**INSTRUCTIONS TO FOLLOW**
Leave out the images; return the rest of the data exactly.
_____
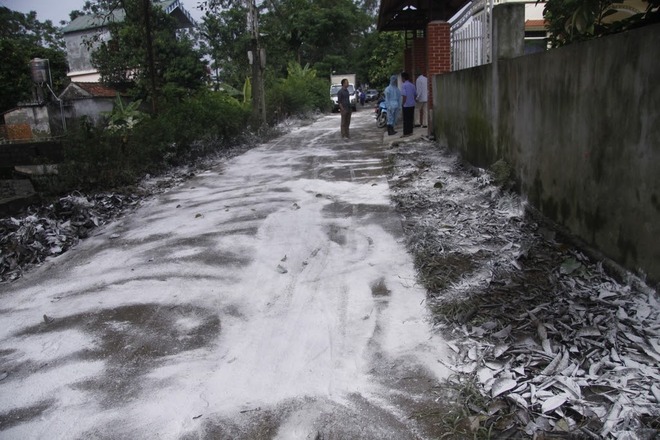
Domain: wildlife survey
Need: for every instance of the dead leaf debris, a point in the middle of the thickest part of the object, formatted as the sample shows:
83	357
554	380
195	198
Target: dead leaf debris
557	347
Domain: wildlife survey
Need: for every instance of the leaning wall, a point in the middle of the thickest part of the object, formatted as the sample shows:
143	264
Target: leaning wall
580	126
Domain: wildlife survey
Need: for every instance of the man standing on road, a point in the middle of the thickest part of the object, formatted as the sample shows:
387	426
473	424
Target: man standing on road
421	110
344	99
408	94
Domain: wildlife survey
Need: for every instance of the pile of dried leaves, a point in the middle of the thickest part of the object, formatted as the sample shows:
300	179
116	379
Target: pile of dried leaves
46	230
558	347
51	229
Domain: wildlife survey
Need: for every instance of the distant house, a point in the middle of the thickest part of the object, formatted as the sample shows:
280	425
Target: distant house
84	29
88	100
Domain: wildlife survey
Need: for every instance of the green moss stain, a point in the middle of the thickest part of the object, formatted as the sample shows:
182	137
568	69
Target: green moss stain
565	210
550	208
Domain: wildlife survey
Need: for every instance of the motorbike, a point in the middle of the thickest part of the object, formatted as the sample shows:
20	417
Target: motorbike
381	113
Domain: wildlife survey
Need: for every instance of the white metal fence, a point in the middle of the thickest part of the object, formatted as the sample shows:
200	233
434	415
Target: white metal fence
472	35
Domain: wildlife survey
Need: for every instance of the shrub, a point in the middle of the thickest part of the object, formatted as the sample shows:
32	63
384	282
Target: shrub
100	157
300	93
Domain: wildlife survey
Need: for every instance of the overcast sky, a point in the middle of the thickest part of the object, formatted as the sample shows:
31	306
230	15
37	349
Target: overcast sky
57	10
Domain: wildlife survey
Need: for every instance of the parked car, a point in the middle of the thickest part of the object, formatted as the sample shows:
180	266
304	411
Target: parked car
372	95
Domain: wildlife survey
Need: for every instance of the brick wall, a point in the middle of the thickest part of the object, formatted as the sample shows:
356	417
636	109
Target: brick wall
419	56
438	49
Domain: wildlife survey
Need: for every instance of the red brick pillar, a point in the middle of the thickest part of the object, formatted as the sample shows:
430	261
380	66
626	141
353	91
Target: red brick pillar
419	57
438	52
407	59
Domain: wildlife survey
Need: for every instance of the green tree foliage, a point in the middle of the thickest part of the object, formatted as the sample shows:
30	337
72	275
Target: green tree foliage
123	61
570	21
328	35
102	157
384	53
299	93
22	38
226	42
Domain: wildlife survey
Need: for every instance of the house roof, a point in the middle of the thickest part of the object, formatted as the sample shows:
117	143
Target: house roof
83	90
535	25
87	22
403	15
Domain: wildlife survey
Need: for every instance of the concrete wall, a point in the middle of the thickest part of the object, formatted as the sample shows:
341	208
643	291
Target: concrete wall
28	122
581	127
79	53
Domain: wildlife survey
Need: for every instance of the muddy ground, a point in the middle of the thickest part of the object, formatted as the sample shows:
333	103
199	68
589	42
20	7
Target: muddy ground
549	341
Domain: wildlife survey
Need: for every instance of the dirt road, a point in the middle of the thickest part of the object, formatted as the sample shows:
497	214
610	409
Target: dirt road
268	298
_____
**THE REPLY**
Domain: wildlife survey
Need: for every instance of the dead leaf debris, a point in the middle of the thickest part of the object, formatted as the sample shows:
83	357
554	380
195	198
Target: dead leaf debris
557	347
Domain: wildlife survey
Need: for every instance of the leaning wall, a point in the middle of the thickest part of the object, formatted as the sample shows:
143	264
Target: leaning wall
580	126
Domain: wildlife survey
Need: for every instance of the man standing on road, a point in the middle of the thickest part of the object, formatted as the sample shows:
387	426
473	424
Target: man standing on road
421	110
344	99
408	94
Domain: wildlife survey
Need: for every instance of the pile of dried leaves, a point in the middle of the thickest part of the object, formatted as the sample shows:
300	179
116	379
Target: pile of dried leaves
46	230
558	347
51	229
Domain: wildlife survey
Need: for every instance of the distant house, a point in the middle of the thickest part of the object, formatted as the sample shows:
280	425
Target: distant house
84	29
88	100
Domain: wildlife survey
Need: for every instance of the green moss stain, a point in the middle of the thickest part of the object, formatted as the sample shows:
182	137
568	69
Target: green moss stain
565	210
550	208
Domain: wildlife survey
Need: for every instance of the motorbike, a point in the middle of the thickest part of the object, formatted as the sample shows:
20	417
Target: motorbike
381	113
Domain: wildlife survey
Need: for every instance of the white metal fence, a point in the middle of the thickest part of the object, formatted as the sample shows:
200	233
434	415
Target: white metal fence
472	35
Domain: wildlife survey
Need: for every instance of the shrub, a point in the middle of the thickest part of the object, formatted as the sample shows:
32	63
384	282
Target: shrub
100	157
300	93
Domain: wildlife survey
Need: for every instance of the overcast sky, a point in the middle of the thickest part of the object, formatted as the sample shows:
31	306
230	15
37	349
Target: overcast sky
57	10
Domain: wildlife survey
Need: for every instance of the parked car, a point in the middle of the thickest part of the object, formatted as the sample shows:
180	266
304	411
Target: parked car
372	95
Domain: wildlife survey
Need: for every instance of the brick wall, a point in the middle of the thickest part of the object, formatted as the sample shows:
356	417
636	109
Target: brick wall
419	56
438	49
Domain: wildlife survey
Need: for every instance of the red brick pillar, a point in the middle of the thickest part of the object, formatted as the sample shows:
430	261
380	66
626	141
353	91
Target: red brick pillar
419	57
438	52
407	59
Domain: wildlife survey
Need: for every instance of the green tree foliage, a point in the middle of the thickest part of the object, formatted as the sample shows:
30	337
72	275
Target: green tree foliage
123	61
570	21
328	35
102	157
384	53
299	93
22	38
226	42
Domain: wildlife survey
Need: for every instance of the house roof, a point in the middle of the thickest part of the object, formatted as the sample shows:
117	143
Target: house roof
83	90
535	25
87	22
403	15
Domain: wildlife survey
Need: for every instance of the concrete wall, a point in the middle of the thickest part of the object, formatted as the sample shows:
341	208
643	291
Target: concrete wall
28	122
581	127
79	53
Domain: wildlife survey
Need: for every instance of the muddy ground, a point in the middle of the thickest part of the object, formatted as the sample shows:
333	103
199	68
589	42
20	7
Target: muddy ground
549	341
Domain: wildlife survey
Need: for every instance of the dirt road, a point in the middle of the thickest part of the object, formatted as the sample shows:
497	214
610	409
Target: dirt road
268	298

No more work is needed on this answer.